**DATA SHOWN**:
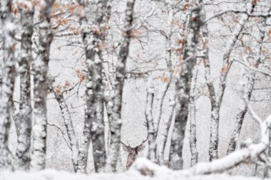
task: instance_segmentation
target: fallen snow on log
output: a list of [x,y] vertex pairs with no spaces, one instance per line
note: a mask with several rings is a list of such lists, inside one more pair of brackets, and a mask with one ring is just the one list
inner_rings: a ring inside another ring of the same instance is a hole
[[[186,171],[187,172],[187,171]],[[131,169],[119,174],[74,174],[46,169],[40,171],[1,171],[0,180],[260,180],[257,178],[230,176],[226,174],[193,176],[182,171],[174,171],[145,159],[136,162]]]

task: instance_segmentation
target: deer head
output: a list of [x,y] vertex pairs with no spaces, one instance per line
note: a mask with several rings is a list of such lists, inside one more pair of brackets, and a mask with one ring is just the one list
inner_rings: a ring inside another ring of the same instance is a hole
[[147,139],[143,141],[140,144],[136,147],[131,147],[131,145],[126,145],[124,142],[121,142],[123,144],[123,148],[125,152],[128,152],[127,162],[126,162],[126,170],[128,170],[133,163],[136,161],[136,157],[138,157],[138,152],[141,152],[144,147],[144,142]]

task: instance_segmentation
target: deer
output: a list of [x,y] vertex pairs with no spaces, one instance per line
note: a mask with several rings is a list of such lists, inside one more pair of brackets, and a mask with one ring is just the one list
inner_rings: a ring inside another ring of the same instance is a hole
[[133,163],[136,161],[136,157],[138,155],[138,152],[141,152],[145,148],[144,143],[147,139],[143,140],[140,144],[135,147],[131,147],[128,144],[126,145],[124,142],[121,142],[123,145],[123,149],[125,152],[128,152],[127,162],[126,162],[126,170],[132,166]]

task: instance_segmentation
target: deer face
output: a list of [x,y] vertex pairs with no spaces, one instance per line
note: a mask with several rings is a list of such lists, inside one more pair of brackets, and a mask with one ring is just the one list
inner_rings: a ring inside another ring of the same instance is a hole
[[126,170],[128,169],[131,166],[132,166],[133,163],[136,161],[138,152],[141,152],[144,149],[145,145],[143,144],[145,142],[145,140],[136,147],[131,147],[130,144],[127,146],[123,142],[121,142],[123,144],[123,150],[128,152]]

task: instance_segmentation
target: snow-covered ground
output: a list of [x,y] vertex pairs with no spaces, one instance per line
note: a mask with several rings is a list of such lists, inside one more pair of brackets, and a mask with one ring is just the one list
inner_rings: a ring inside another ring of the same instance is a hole
[[[139,170],[140,169],[140,170]],[[159,166],[148,160],[139,159],[135,162],[131,169],[118,174],[74,174],[64,171],[46,169],[40,171],[2,171],[0,180],[257,180],[257,178],[227,174],[212,174],[194,176],[187,171],[172,171],[166,167]]]

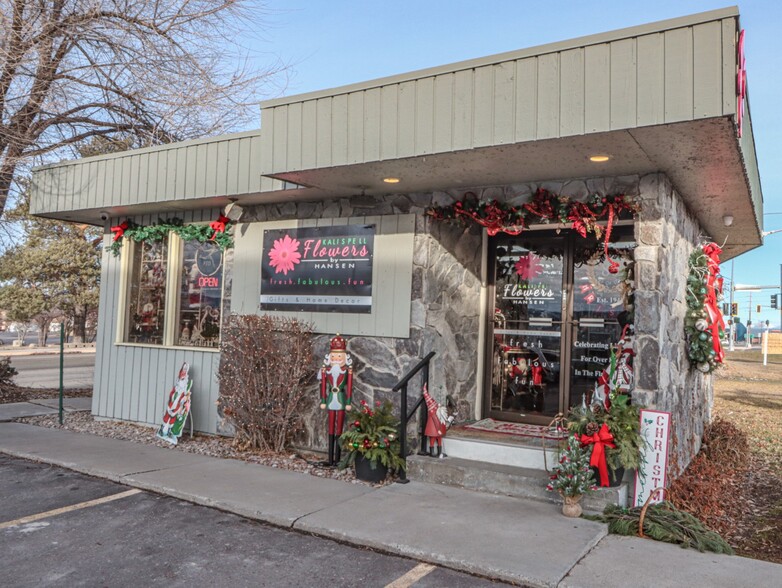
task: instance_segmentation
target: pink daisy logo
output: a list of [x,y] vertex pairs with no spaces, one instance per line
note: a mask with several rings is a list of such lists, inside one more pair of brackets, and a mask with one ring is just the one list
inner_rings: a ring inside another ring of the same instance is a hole
[[543,266],[540,264],[540,258],[534,253],[522,255],[513,267],[522,280],[531,280],[543,273]]
[[286,276],[297,263],[301,261],[299,253],[299,241],[291,239],[290,235],[285,235],[282,239],[274,241],[274,247],[269,251],[269,265],[274,268],[274,273],[284,273]]

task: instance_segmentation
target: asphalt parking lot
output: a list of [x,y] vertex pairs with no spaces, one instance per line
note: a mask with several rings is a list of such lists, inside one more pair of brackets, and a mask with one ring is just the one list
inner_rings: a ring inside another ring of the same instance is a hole
[[5,455],[0,496],[8,587],[498,585]]

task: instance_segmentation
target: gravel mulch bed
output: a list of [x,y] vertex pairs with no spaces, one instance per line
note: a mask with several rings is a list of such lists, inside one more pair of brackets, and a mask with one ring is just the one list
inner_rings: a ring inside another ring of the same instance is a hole
[[319,464],[319,460],[323,459],[323,456],[315,453],[289,452],[277,455],[262,453],[257,450],[239,449],[233,446],[232,439],[226,437],[196,434],[191,438],[188,433],[185,433],[179,439],[179,444],[173,446],[155,437],[155,430],[151,427],[122,421],[98,421],[88,412],[67,413],[62,426],[60,426],[57,415],[25,417],[16,419],[16,421],[39,427],[65,429],[77,433],[109,437],[111,439],[146,443],[147,445],[156,445],[171,451],[187,451],[210,457],[239,459],[248,463],[309,474],[318,478],[341,480],[350,484],[366,484],[377,487],[393,481],[387,480],[384,484],[368,484],[357,480],[352,469],[339,470],[337,468],[322,467]]

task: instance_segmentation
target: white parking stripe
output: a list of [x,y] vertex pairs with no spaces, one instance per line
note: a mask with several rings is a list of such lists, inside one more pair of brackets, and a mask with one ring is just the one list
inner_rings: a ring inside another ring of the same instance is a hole
[[104,496],[103,498],[88,500],[87,502],[80,502],[79,504],[73,504],[71,506],[64,506],[62,508],[56,508],[54,510],[47,510],[46,512],[39,512],[38,514],[22,517],[21,519],[15,519],[13,521],[8,521],[6,523],[0,523],[0,529],[7,529],[8,527],[16,527],[18,525],[32,523],[33,521],[40,521],[41,519],[55,517],[57,515],[64,514],[66,512],[71,512],[82,508],[89,508],[90,506],[97,506],[99,504],[105,504],[107,502],[119,500],[120,498],[127,498],[128,496],[133,496],[134,494],[138,494],[139,492],[141,492],[141,490],[138,489],[127,490],[126,492],[120,492],[119,494],[112,494],[111,496]]
[[418,580],[423,578],[425,575],[429,574],[430,572],[437,569],[437,566],[429,565],[429,564],[418,564],[415,566],[412,570],[407,572],[404,576],[397,578],[390,584],[386,586],[386,588],[408,588],[408,586],[412,586]]

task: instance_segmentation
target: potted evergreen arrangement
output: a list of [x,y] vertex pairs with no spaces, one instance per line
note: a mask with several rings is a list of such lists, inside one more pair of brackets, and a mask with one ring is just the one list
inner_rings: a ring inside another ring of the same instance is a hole
[[352,421],[342,433],[343,458],[340,469],[353,466],[356,477],[365,482],[382,482],[388,472],[403,470],[400,455],[399,419],[393,414],[391,401],[376,402],[374,409],[365,401],[348,416]]
[[[601,486],[618,486],[625,470],[636,470],[641,465],[644,441],[640,407],[631,404],[627,394],[612,394],[607,409],[599,403],[572,408],[568,429],[591,447],[591,463],[598,468]],[[601,472],[603,464],[607,466],[607,480]]]
[[589,449],[581,444],[577,435],[571,433],[546,486],[550,492],[558,492],[562,496],[565,501],[562,514],[566,517],[581,516],[581,497],[595,490],[589,455]]

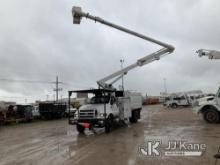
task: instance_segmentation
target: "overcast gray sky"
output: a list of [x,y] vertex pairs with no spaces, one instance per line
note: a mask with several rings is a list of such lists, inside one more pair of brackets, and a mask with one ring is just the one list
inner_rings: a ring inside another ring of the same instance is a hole
[[[120,68],[120,59],[126,66],[159,48],[90,20],[73,25],[72,6],[175,46],[169,56],[129,72],[126,89],[159,95],[164,78],[168,92],[215,92],[220,85],[220,61],[195,54],[220,50],[219,0],[1,0],[0,79],[51,82],[58,75],[65,96],[96,87]],[[0,81],[0,100],[52,98],[53,87]]]

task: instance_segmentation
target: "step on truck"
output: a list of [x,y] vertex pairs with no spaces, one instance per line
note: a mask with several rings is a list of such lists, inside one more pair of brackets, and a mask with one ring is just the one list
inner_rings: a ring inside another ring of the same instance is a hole
[[220,122],[220,87],[217,94],[213,97],[200,99],[193,107],[193,112],[202,114],[205,121],[208,123]]
[[69,91],[69,105],[72,93],[77,92],[93,94],[88,104],[82,105],[74,116],[69,116],[69,124],[76,125],[79,133],[83,133],[86,128],[105,128],[105,132],[108,133],[116,125],[129,121],[136,123],[140,119],[140,93],[105,89]]

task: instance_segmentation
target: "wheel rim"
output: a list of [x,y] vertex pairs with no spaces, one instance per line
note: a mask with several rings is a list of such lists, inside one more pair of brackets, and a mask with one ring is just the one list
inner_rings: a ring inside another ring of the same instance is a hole
[[208,121],[210,121],[210,122],[216,121],[215,112],[208,112],[206,116],[207,116]]

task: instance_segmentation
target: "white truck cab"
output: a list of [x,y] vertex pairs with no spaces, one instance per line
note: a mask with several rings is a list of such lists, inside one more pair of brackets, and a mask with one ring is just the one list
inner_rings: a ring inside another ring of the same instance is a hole
[[193,112],[202,114],[208,123],[220,122],[220,88],[214,98],[208,96],[205,99],[198,100],[193,107]]
[[164,106],[177,108],[179,106],[190,106],[191,99],[187,95],[170,96],[165,99]]

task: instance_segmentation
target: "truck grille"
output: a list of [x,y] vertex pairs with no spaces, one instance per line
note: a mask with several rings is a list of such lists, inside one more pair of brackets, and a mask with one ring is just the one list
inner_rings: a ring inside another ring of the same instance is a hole
[[79,118],[80,119],[94,119],[95,111],[94,110],[80,110]]

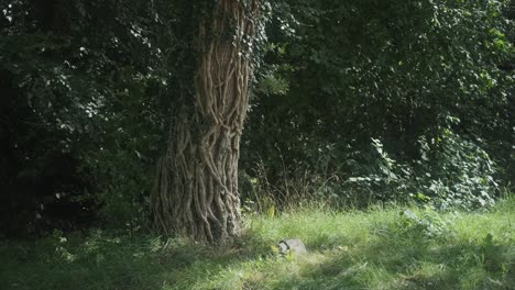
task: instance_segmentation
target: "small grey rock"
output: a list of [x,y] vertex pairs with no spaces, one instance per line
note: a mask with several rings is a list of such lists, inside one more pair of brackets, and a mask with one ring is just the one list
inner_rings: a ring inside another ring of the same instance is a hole
[[285,238],[278,243],[278,253],[287,255],[291,252],[295,254],[306,254],[306,246],[299,238]]

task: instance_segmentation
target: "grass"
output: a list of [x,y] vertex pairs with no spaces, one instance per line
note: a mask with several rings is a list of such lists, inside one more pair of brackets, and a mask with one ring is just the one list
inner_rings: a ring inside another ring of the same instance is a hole
[[[472,213],[315,208],[245,223],[221,248],[98,231],[1,242],[0,289],[515,289],[515,199]],[[276,255],[285,237],[308,254]]]

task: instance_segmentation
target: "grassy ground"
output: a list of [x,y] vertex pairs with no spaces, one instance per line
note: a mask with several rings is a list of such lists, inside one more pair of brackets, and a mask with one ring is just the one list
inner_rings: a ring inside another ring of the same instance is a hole
[[[245,237],[223,248],[102,232],[2,242],[0,289],[515,289],[515,199],[476,213],[310,209],[245,221]],[[274,254],[284,237],[309,253]]]

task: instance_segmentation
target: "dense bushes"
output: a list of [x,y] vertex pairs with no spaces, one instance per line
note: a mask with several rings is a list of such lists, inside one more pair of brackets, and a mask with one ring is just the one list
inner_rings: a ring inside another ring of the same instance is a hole
[[[1,220],[33,233],[41,220],[66,227],[52,209],[77,208],[142,228],[194,60],[180,41],[189,2],[2,2],[1,204],[26,216]],[[513,1],[270,7],[241,150],[248,205],[473,209],[513,187]]]

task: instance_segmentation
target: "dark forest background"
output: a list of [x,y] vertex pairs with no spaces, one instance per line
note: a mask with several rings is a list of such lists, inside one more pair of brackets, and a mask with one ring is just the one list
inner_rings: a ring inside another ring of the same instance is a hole
[[[0,237],[147,227],[182,0],[2,0]],[[283,0],[240,159],[250,211],[493,204],[515,183],[514,1]]]

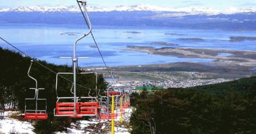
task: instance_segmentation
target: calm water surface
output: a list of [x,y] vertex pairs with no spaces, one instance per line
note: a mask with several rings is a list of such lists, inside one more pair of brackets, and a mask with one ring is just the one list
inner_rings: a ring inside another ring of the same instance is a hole
[[[70,59],[60,59],[61,56],[72,56],[74,41],[86,30],[81,26],[1,25],[0,36],[13,43],[28,55],[58,64],[70,65]],[[211,62],[212,59],[180,58],[149,55],[146,53],[125,51],[120,48],[128,45],[161,47],[189,47],[237,50],[256,50],[255,41],[229,41],[230,36],[256,36],[256,31],[195,30],[164,27],[103,27],[95,26],[93,33],[102,52],[108,66],[141,65],[175,62]],[[199,38],[200,41],[180,38]],[[152,44],[168,42],[179,45]],[[13,49],[0,41],[2,47]],[[77,43],[77,56],[90,57],[81,59],[81,66],[104,66],[91,36]],[[219,56],[223,56],[220,54]]]

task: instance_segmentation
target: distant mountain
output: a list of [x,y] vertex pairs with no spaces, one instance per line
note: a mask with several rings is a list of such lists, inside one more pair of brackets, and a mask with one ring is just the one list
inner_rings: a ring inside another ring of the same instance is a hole
[[[101,7],[101,6],[88,6],[89,11],[172,11],[172,12],[184,12],[192,14],[232,14],[237,13],[250,13],[256,12],[256,8],[229,8],[226,11],[220,11],[213,8],[189,6],[186,8],[173,8],[170,7],[161,7],[148,4],[139,4],[136,6],[118,6],[115,7]],[[79,9],[77,6],[66,6],[59,5],[56,6],[20,6],[15,8],[0,8],[0,12],[6,11],[40,11],[40,12],[79,12]]]
[[[166,27],[188,29],[256,30],[256,9],[164,8],[140,4],[114,8],[88,6],[94,26]],[[77,6],[19,7],[0,9],[0,24],[84,24]]]

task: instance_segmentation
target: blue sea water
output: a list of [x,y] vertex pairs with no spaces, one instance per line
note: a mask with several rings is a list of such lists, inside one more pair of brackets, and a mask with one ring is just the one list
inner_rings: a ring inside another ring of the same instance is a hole
[[[72,57],[74,41],[86,31],[86,27],[81,26],[2,24],[0,26],[0,36],[33,57],[57,64],[70,65],[70,59],[61,59],[59,57]],[[161,56],[120,50],[127,45],[256,50],[255,41],[229,41],[230,36],[256,36],[256,31],[254,31],[94,26],[93,34],[107,65],[109,66],[175,62],[209,63],[212,61],[210,59]],[[202,40],[193,41],[180,38]],[[168,42],[179,45],[152,43],[154,42]],[[0,41],[0,45],[13,50],[2,41]],[[84,38],[77,43],[77,56],[90,57],[89,59],[80,59],[79,66],[104,66],[97,49],[90,47],[93,45],[94,42],[92,36]]]

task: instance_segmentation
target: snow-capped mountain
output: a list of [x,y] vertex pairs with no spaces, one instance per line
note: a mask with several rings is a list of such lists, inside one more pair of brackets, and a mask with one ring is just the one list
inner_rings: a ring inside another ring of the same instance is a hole
[[[189,6],[186,8],[170,8],[161,7],[157,6],[152,6],[148,4],[140,4],[137,6],[118,6],[113,8],[107,8],[102,6],[90,6],[87,7],[89,11],[172,11],[172,12],[184,12],[193,14],[210,14],[216,15],[220,13],[232,14],[237,13],[248,13],[256,12],[256,8],[242,9],[237,8],[229,8],[225,11],[221,11],[214,8],[209,7],[193,7]],[[20,6],[15,8],[0,8],[0,11],[40,11],[40,12],[79,12],[80,10],[74,6]]]

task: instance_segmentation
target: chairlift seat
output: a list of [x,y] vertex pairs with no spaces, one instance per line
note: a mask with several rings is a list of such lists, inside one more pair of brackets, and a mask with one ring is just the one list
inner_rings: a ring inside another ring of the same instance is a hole
[[115,114],[100,114],[99,117],[100,120],[106,120],[108,119],[116,119],[117,118],[117,113]]
[[47,119],[47,114],[26,112],[26,113],[25,113],[25,119]]

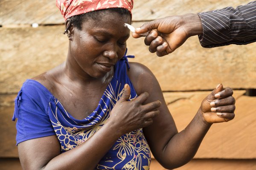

**WHAT YOU WILL DO**:
Select every line of the data above that contains the word "water", and copy each one.

**SOLUTION FOR THIS PROBLEM**:
target: calm water surface
target: blue sea water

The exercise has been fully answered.